Input rows:
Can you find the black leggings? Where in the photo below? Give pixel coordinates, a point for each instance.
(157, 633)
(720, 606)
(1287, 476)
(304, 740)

The task: Render the material above as a Markdown table with the columns Row and Line, giving each line its own numbered row and leaving out blank lines.

Result of this exercise:
| Row | Line |
|---|---|
| 1 | Can you find the black leggings? Where in the photo below? Give pixel coordinates, a point for each instance. |
| 2 | (157, 633) |
| 3 | (720, 606) |
| 4 | (1287, 476) |
| 5 | (304, 740) |